Things to do:
• 1. Write out the passage of the article on high-yield dividend shares starting with "Inflation is on" and going on through "in coming years.", word for word.
• 2. Write what comes next in the article on high-yield dividend shares, picking up after its final sentence.

Quoted passage:
----------------------------------------

Inflation is on the march. One key measure of this, the Consumer Prices Index, rose 7.8% in the 12 months to the end of April. Consequently, I have been looking for shares to buy now for my portfolio that have a dividend yield higher than inflation. Here are three stocks I am considering.
Imperial Brands
With a 9.0% dividend yield, tobacco maker Imperial Brands (LSE: IMB) offers a payout rate higher than inflation. Not only that, but the company’s progressive policy means that it hopes to raise the dividend annually in coming years.
That increase may not be big – last year it was just 1% — but even if Imperial simply maintains its current dividend, the yield looks attractive to me. However, is that likely? After all, the company cut its dividend a couple of years ago and the market for cigarettes is in long-term decline.
Although I see that as a threat to Imperial’s profits, the question for me is just how long is the long term? After all, cigarette sales have been in steady decline for several decades already in many markets, yet last year Imperial still managed to record profits of £2.9bn. Its balance sheet is also in better shape than before, as it has been paying down debt.
For now, Imperial is trying to gain cigarette market share in five key countries. Along with its pricing power, that could help it keep eking out profits even in markets where total cigarette sales volumes are falling. The company’s brand portfolio could also help it grow new revenue streams in future, for example in areas such as vaping. For now I see Imperial as a cash cow business. The good news is that I can benefit from some of the cash that it is generating and paying out as dividends. That is why I would consider buying Imperial shares for my portfolio.
M&G
The investment manager M&G (LSE: MNG) offers a lower dividend yield than Imperial. But at 8.5%, it is still well ahead of the FTSE 100 average – and inflation.

----------------------------------------

Extracted records:
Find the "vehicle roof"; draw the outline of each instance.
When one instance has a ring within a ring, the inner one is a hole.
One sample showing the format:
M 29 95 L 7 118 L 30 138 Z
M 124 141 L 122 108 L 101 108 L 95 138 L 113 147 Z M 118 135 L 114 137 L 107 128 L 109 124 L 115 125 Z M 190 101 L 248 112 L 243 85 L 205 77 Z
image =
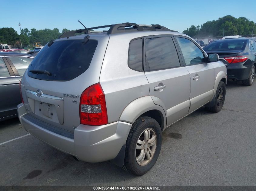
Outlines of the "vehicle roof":
M 23 49 L 21 48 L 20 49 L 9 49 L 8 50 L 6 50 L 6 51 L 11 51 L 11 50 L 25 50 L 25 49 Z
M 125 33 L 115 33 L 110 34 L 107 34 L 107 32 L 103 32 L 101 33 L 90 33 L 89 34 L 85 34 L 77 35 L 75 36 L 70 37 L 68 39 L 65 37 L 60 39 L 58 39 L 55 40 L 56 41 L 68 39 L 83 39 L 85 36 L 89 35 L 90 37 L 92 38 L 98 38 L 106 37 L 120 37 L 120 38 L 122 38 L 126 36 L 129 36 L 133 38 L 135 38 L 141 37 L 149 36 L 151 35 L 179 35 L 184 36 L 191 38 L 188 36 L 178 32 L 171 32 L 169 31 L 137 31 L 134 32 L 129 32 Z
M 35 56 L 31 55 L 31 54 L 24 54 L 23 53 L 2 53 L 0 52 L 0 56 L 25 56 L 30 57 L 35 57 Z
M 220 39 L 220 40 L 214 40 L 214 41 L 213 41 L 211 43 L 216 43 L 217 42 L 220 42 L 221 41 L 223 42 L 228 42 L 228 41 L 231 41 L 231 40 L 249 40 L 249 39 L 248 38 L 231 38 L 231 39 Z

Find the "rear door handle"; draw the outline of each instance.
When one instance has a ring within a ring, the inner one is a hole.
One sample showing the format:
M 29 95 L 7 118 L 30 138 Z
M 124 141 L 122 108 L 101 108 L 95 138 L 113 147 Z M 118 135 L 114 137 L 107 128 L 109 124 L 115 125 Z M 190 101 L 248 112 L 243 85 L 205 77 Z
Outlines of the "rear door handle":
M 193 79 L 196 80 L 196 79 L 198 79 L 200 77 L 200 76 L 193 76 Z
M 155 91 L 157 91 L 158 90 L 161 90 L 161 89 L 163 89 L 166 87 L 166 85 L 163 85 L 162 86 L 156 86 L 154 88 L 154 90 Z

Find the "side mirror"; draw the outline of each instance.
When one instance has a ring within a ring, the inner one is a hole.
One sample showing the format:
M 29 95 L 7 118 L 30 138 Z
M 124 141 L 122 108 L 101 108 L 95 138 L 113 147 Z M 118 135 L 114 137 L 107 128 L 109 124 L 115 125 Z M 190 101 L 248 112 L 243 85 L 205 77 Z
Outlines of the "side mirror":
M 209 53 L 208 58 L 208 62 L 218 62 L 220 59 L 220 57 L 217 54 L 215 53 Z

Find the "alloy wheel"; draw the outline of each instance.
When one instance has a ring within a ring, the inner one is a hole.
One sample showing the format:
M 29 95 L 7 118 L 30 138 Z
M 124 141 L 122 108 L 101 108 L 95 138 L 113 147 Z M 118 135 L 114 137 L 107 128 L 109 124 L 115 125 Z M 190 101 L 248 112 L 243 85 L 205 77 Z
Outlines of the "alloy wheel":
M 136 145 L 135 157 L 140 166 L 145 166 L 152 160 L 156 148 L 157 137 L 155 131 L 148 128 L 139 137 Z
M 223 97 L 224 91 L 223 88 L 221 87 L 218 91 L 217 96 L 217 107 L 221 107 L 223 102 Z

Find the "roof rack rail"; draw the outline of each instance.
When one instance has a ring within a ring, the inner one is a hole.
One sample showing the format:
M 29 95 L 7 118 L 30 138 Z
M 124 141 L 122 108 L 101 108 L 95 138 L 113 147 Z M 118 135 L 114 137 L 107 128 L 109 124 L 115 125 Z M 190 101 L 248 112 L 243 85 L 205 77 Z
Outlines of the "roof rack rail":
M 69 37 L 75 36 L 76 33 L 81 33 L 84 32 L 85 34 L 89 34 L 91 33 L 90 30 L 100 28 L 110 27 L 108 30 L 104 31 L 107 32 L 107 34 L 115 34 L 121 33 L 125 33 L 128 32 L 134 32 L 142 31 L 155 31 L 161 30 L 162 31 L 169 31 L 171 32 L 177 32 L 175 30 L 170 30 L 169 29 L 161 26 L 160 24 L 151 24 L 151 26 L 146 25 L 141 25 L 141 26 L 137 24 L 136 23 L 124 23 L 115 24 L 110 24 L 106 25 L 94 27 L 83 29 L 78 29 L 75 30 L 68 31 L 63 33 L 59 38 L 62 38 L 66 37 L 68 38 Z

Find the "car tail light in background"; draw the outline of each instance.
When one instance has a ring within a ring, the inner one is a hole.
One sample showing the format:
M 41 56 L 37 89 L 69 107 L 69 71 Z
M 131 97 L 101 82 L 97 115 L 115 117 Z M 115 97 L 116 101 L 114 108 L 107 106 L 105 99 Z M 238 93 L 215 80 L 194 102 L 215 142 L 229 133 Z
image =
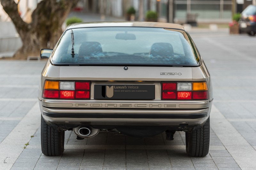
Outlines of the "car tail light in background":
M 88 81 L 51 81 L 44 83 L 43 98 L 60 99 L 89 99 L 91 83 Z
M 256 15 L 250 15 L 248 19 L 252 22 L 256 22 Z
M 205 81 L 162 83 L 162 100 L 200 100 L 209 98 Z

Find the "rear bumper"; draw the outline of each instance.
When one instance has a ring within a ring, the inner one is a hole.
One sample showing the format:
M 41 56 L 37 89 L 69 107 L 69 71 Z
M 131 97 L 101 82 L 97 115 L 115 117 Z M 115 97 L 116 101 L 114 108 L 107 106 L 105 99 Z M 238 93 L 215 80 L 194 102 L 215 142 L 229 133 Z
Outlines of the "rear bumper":
M 49 124 L 92 126 L 198 125 L 209 117 L 210 108 L 190 109 L 70 109 L 43 107 Z

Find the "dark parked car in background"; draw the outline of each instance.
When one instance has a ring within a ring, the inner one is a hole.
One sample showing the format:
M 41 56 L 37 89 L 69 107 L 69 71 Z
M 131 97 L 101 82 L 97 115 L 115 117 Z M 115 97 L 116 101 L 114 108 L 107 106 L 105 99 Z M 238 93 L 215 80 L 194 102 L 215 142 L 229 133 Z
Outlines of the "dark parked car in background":
M 256 5 L 248 6 L 241 13 L 240 31 L 250 35 L 256 34 Z

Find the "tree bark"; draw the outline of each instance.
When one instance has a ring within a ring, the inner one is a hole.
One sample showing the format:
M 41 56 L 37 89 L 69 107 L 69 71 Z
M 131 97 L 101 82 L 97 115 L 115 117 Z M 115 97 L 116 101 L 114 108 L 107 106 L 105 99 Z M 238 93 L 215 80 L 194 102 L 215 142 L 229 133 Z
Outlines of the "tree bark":
M 31 22 L 27 24 L 20 16 L 14 1 L 0 0 L 23 42 L 14 58 L 25 59 L 38 55 L 41 48 L 53 48 L 62 33 L 61 25 L 78 1 L 43 0 L 32 13 Z

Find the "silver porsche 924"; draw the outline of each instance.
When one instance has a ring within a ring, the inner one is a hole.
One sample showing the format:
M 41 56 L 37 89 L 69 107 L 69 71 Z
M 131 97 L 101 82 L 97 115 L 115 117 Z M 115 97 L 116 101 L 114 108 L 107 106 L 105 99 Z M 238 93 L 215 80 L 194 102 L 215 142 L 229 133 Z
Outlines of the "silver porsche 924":
M 191 156 L 208 153 L 210 75 L 180 25 L 99 22 L 68 26 L 42 73 L 42 152 L 59 155 L 64 133 L 78 139 L 109 132 L 144 138 L 186 133 Z

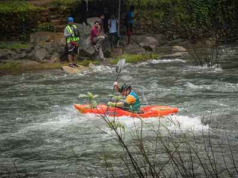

----------------------------------------

Answers to this exercise:
• 1.
Inflation is on the march. One key measure of this, the Consumer Prices Index, rose 7.8% in the 12 months to the end of April. Consequently, I have been looking for shares to buy now for my portfolio that have a dividend yield higher than inflation. Here are three stocks I am considering.
Imperial Brands
With a 9.0% dividend yield, tobacco maker Imperial Brands (LSE: IMB) offers a payout rate higher than inflation. Not only that, but the company’s progressive policy means that it hopes to raise the dividend annually in coming years.

• 2.
Unlike tobacco, I reckon the total market size for its services could grow in the future. Financial services are an important part of a developed economy and I think future demand will be robust. M&G also benefits from a strong, well-established brand and reputation. That matters a lot in the investment management field. If people or institutions are going to entrust large amounts of their money to a business, they want reassurance that it is a reputable one.
On top of that, M&G’s stated policy is to maintain or grow its dividend each year. If it delivers on that and I buy it today, I could lock in an 8.5% yield. But as that is well above the FTSE 100 average, how dependable is it? Does the M&G share price and yield suggest investor scepticism that it can maintain its payout?
The reality is that no dividend is ever guaranteed. A recession could make customers pay closer attention to investment performance and move their portfolios accordingly. If M&G underperforms, it could see revenues and profits falling.
But I think the opposite is true, too. M&G might actually see business grow if its investment managers perform better than rivals at other firms. The company began this year promisingly, reporting net inflows of client funds. It is also currently buying back up to £500m of its own shares. I see that as a sign of management confidence in the financial health of the business and would consider buying its shares for my portfolio.
Henderson Far East Income
The pandemic and government regulations continue to hamper business in some key Asian markets. That could explain why the Henderson Far East Income (LSE: HFEL) investment trust has seen its share price fall by 7.9% over the past year.
Coincidentally, 7.9% is also the current dividend yield. Put like that, this might not seem like much of an investment – an attractive dividend only covering the capital loss. But that is based on the past 12 months – what about the future? I think the trust’s exposure to Asian companies could help its performance in coming years. A mixture of pent-up customer demand and long-term growth trends could mean that it benefits from Asian economic expansion in coming years.
The trust pays dividends quarterly and has raised its payout annually in recent years, although that is no guarantee that it will continue to do so. But its investment focus means that the trust managers are focussed on the sorts of holdings they think could provide strong income streams.
One risk with an income fund is that managers chase yield, which can lead to them making some poor long-term investment choices. The trust’s five-year track record is not reassuring in this regard, with the shares having lost 18% in value. Set against this are two things.
First, the income has been and remains substantial – if my focus was on inflation-busting income then the share price movement would not bother me too much if I felt the long-term potential of its portfolio remained strong. Secondly, I think the weak recent share price performance reflects ongoing nervousness in parts of the Asian economy. If that turns out to be correct, the trust’s current share price could be a buying opportunity for my portfolio.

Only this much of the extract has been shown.